▶ PROBLEM TO WORK ON: Reproduce verbatim the part of the essay on social media that opens with the words containing "Incredibly, over 100" and closes with "debated my statement.".

▶ EXTRACT:
People in their teens and 20s today have never known a world without social media. A generation ago, there were op-eds in newspapers. There were books, conferences and television talk shows. In the pre-social media days, some people, like clergy, politicians and professors, had regular access to audiences. These formats all had one thing in common. Presenting one’s argument took preparation.
 
Then along came social media – talkbacks, Facebook, Twitter and others – and now anyone with an internet connection can respond instantaneously.
 
Who among Facebook users doesn’t have a story about someone who unfriended them, or someone they had to block, because of strong differences of opinion, generally stridently expressed? Which social media user has not been enraged by the opinions of another?

We have never had so much information about what our friends, family, neighbors, colleagues and strangers think. That’s not necessarily a good thing.

After dealing with yet another person’s [NOTE: subjective opinion ahead] arrogant and dismissive comment related to an issue about which I care a great deal, I recently created and shared a meme that says, “I post what interests or inspires me. My Facebook posts are not an open invitation to debate.”
 
 
I post what interests or inspires me. My Facebook posts are not an open invitation to debate.

Incredibly, over 100 people reacted to the meme. Twelve people shared it. And in the couple of dozen comments, ironically, people actually debated my statement.
 
Their argument, in a nutshell, was that the very nature of social media invites people to express… well, pretty much whatever the heck they want to express.
 
In other words, their argument is that there is an inherent social contract in social media. And the terms of that contract are simple - “Anyone is invited to say anything they want, to whomever they want, in the social media space.”

I recently deleted a popular post because the reactions to it were so caustic, so venomous, that it made me cringe. I don't think and write about issues I care about to give other people a platform for cruelty. Disagreement is one thing. Malice is another.

(Pointing and labeling data)
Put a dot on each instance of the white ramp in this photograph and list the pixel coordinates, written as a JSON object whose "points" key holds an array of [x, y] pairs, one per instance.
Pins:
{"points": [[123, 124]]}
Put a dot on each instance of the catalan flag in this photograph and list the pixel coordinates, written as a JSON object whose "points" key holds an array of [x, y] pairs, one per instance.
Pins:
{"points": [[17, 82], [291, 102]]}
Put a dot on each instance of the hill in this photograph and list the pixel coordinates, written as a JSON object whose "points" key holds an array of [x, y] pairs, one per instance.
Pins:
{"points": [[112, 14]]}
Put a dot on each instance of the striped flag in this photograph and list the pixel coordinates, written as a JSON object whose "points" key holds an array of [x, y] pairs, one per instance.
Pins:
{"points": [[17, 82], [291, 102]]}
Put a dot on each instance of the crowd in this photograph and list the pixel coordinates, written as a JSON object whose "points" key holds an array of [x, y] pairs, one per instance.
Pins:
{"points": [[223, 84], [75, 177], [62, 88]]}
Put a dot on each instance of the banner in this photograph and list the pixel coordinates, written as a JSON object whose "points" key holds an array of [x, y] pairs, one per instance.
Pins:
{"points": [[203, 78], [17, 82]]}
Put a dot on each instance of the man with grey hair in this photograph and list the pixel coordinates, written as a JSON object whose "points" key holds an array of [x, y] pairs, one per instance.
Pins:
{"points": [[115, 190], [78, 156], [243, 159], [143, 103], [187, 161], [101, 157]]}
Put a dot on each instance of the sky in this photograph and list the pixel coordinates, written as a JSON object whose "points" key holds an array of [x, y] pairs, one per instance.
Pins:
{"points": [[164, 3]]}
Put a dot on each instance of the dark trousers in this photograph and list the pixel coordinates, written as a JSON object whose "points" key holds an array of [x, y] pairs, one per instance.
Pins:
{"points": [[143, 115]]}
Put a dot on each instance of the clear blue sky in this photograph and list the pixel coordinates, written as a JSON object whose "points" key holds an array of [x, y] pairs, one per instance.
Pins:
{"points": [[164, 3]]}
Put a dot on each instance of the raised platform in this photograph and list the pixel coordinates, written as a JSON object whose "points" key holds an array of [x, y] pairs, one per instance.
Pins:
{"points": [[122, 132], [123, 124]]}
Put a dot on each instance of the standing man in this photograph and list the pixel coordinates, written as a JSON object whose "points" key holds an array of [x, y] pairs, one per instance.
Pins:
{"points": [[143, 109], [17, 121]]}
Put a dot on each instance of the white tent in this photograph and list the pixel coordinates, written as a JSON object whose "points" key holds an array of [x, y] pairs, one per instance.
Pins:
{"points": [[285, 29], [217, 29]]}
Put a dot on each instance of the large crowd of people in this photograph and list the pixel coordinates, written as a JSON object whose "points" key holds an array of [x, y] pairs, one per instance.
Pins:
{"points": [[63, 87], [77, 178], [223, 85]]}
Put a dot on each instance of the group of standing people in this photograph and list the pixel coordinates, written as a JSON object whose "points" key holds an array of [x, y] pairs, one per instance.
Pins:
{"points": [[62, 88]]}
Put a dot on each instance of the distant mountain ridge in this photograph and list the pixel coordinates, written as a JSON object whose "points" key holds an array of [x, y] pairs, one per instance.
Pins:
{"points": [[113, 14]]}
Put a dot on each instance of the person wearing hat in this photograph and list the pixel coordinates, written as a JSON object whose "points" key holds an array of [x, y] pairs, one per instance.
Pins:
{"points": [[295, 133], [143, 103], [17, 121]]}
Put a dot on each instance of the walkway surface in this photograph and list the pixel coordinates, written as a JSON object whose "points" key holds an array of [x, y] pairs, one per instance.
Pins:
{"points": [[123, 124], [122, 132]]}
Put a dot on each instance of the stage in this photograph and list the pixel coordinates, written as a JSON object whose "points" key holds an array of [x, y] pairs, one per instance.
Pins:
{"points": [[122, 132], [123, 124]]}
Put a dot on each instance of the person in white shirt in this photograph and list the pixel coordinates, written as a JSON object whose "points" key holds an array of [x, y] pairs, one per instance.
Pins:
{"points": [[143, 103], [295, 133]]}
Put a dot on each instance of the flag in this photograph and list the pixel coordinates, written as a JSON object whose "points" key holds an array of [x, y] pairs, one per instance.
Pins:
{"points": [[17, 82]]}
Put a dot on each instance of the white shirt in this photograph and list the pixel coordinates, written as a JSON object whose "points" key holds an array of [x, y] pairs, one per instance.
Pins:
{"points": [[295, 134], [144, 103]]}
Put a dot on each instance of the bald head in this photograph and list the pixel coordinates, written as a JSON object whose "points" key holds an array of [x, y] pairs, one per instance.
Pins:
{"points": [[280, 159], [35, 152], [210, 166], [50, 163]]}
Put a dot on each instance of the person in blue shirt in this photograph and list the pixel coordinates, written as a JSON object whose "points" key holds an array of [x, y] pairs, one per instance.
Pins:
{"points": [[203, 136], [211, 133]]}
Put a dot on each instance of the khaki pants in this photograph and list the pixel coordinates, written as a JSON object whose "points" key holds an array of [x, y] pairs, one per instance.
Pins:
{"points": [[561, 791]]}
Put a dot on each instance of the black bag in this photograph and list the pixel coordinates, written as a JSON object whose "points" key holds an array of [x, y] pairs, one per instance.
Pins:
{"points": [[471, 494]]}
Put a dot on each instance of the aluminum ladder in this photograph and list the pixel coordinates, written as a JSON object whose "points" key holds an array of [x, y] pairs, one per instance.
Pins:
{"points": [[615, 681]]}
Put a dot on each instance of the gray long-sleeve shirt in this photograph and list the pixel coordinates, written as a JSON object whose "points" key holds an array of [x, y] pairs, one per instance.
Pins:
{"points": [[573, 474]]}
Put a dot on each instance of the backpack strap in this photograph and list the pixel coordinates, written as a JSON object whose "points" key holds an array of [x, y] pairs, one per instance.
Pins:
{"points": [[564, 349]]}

▶ RESPONSE FOR THIS EXERCISE:
Incredibly, over 100 people reacted to the meme. Twelve people shared it. And in the couple of dozen comments, ironically, people actually debated my statement.